*REQUIREMENT:* Transcribe the Parallel STL forum thread below word for word, from its title through its last line.

** START READING PASSAGE **

Parallel STL

Hello friends,

I have spent some time looking at the mailing archives and git logs for the parallel STL. I’m not clear what state it is in, since the oneAPI/tbb seems to be production ready and comes with the parallel STL. Also, it appears the GCC has shipped a PSTL based on the same code that clang is using.

I was wondering if someone could clarify for me what state the PSTL is in, and if there is some work needed to help get it over the finish line I may be able to help. I’m very interested in using it in our production software, so I’m a motivated helper. :slight_smile:

Thank you for your time,
-={C}=-

Hi,

Long story short, the PSTL is pretty much ready to be shipped with LLVM. I did the integration between it and libc++, and it all worked last time I checked. I think the next step would be to change whatever LLVM scripts are used to create releases to also install the PSTL, which is the part I haven't had time to look into yet.

That being said, the PSTL will then default to using the Serial backend, which isn't very useful. We could decide to ship a different backend if we wanted, however I think what makes sense is to use a backend specific to the platform we're running on instead of adding a dependency to LLVM.

Louis

Okay, that makes sense. I can see how you might want to use Grand Central Dispatch on macOS, and the Windows system thread pool on Windows. I’m not really sure what that means for Linux, though. Other than maybe pthreads, which is not great.

Is there any documentation on what is needed to create a backend? Or are there perhaps already plans in motion? I don’t want to step on any toes, but I would love to have a usable pstl on macOS and Linux for the next LLVM release. We use libc++ on Linux as well as macOS. Depending on what’s involved, I might be able to contribute a backend for those two platforms.

  • Mikhail, who wrote most of the PSTL

Okay, that makes sense. I can see how you might want to use Grand Central Dispatch on macOS, and the Windows system thread pool on Windows. I’m not really sure what that means for Linux, though. Other than maybe pthreads, which is not great.

Is there any documentation on what is needed to create a backend? Or are there perhaps already plans in motion? I don’t want to step on any toes, but I would love to have a usable pstl on macOS and Linux for the next LLVM release.

** END READING PASSAGE **
** START DATA RECORDS **

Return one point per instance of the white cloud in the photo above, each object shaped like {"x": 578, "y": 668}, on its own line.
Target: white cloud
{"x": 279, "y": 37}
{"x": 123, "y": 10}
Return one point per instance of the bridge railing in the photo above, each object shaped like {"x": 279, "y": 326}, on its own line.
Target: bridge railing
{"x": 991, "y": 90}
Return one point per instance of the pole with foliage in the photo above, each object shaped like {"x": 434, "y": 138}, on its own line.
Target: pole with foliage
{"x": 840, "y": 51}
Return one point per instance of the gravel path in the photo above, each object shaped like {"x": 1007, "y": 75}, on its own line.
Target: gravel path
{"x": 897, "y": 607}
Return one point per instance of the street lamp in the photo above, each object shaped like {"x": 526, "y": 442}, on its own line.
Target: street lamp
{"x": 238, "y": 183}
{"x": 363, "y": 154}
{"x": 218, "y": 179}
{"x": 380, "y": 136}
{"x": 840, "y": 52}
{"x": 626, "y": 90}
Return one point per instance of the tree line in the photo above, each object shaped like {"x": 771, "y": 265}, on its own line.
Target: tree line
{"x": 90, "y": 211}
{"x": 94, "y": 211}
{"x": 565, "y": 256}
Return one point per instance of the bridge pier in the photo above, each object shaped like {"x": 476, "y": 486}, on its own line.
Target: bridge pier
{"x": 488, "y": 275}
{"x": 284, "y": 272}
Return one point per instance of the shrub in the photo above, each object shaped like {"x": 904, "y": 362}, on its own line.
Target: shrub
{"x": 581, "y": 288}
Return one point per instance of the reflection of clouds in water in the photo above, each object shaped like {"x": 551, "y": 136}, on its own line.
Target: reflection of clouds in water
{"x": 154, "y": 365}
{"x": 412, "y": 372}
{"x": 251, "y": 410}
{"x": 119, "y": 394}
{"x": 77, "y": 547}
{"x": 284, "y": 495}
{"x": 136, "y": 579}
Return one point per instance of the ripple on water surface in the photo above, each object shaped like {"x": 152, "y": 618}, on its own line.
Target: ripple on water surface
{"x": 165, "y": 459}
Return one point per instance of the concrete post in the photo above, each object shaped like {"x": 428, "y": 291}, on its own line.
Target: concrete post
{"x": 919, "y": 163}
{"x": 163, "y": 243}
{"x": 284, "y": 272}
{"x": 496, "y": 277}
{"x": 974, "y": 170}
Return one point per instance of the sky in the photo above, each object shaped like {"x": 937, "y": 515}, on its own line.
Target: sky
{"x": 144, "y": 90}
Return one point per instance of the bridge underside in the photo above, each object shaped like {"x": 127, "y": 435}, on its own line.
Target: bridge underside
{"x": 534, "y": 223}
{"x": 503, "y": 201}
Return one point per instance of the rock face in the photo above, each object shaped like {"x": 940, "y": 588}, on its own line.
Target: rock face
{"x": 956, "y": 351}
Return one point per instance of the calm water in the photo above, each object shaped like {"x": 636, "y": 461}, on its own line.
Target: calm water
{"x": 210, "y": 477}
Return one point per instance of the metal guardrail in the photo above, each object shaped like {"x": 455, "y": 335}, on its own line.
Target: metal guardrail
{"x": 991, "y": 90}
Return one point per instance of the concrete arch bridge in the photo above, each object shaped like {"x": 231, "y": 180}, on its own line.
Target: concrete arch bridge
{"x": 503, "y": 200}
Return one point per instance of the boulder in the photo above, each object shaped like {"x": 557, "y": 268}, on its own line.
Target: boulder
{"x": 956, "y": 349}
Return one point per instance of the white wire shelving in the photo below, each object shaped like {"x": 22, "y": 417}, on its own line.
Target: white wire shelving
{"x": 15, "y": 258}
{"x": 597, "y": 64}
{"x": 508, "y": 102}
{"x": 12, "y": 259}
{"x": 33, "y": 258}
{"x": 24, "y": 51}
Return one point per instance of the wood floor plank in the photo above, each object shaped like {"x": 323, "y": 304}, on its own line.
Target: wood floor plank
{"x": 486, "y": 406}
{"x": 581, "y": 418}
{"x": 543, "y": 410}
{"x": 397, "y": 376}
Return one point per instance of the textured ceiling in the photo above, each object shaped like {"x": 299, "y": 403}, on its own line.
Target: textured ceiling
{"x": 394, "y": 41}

** END DATA RECORDS **

*RESULT OF THIS TASK:*
Parallel STL

Hello friends,

I have spent some time looking at the mailing archives and git logs for the parallel STL. I’m not clear what state it is in, since the oneAPI/tbb seems to be production ready and comes with the parallel STL. Also, it appears the GCC has shipped a PSTL based on the same code that clang is using.

I was wondering if someone could clarify for me what state the PSTL is in, and if there is some work needed to help get it over the finish line I may be able to help. I’m very interested in using it in our production software, so I’m a motivated helper. :slight_smile:

Thank you for your time,
-={C}=-

Hi,

Long story short, the PSTL is pretty much ready to be shipped with LLVM. I did the integration between it and libc++, and it all worked last time I checked. I think the next step would be to change whatever LLVM scripts are used to create releases to also install the PSTL, which is the part I haven't had time to look into yet.

That being said, the PSTL will then default to using the Serial backend, which isn't very useful. We could decide to ship a different backend if we wanted, however I think what makes sense is to use a backend specific to the platform we're running on instead of adding a dependency to LLVM.

Louis

Okay, that makes sense. I can see how you might want to use Grand Central Dispatch on macOS, and the Windows system thread pool on Windows. I’m not really sure what that means for Linux, though. Other than maybe pthreads, which is not great.

Is there any documentation on what is needed to create a backend? Or are there perhaps already plans in motion? I don’t want to step on any toes, but I would love to have a usable pstl on macOS and Linux for the next LLVM release. We use libc++ on Linux as well as macOS. Depending on what’s involved, I might be able to contribute a backend for those two platforms.

  • Mikhail, who wrote most of the PSTL

Okay, that makes sense. I can see how you might want to use Grand Central Dispatch on macOS, and the Windows system thread pool on Windows. I’m not really sure what that means for Linux, though. Other than maybe pthreads, which is not great.

Is there any documentation on what is needed to create a backend? Or are there perhaps already plans in motion? I don’t want to step on any toes, but I would love to have a usable pstl on macOS and Linux for the next LLVM release.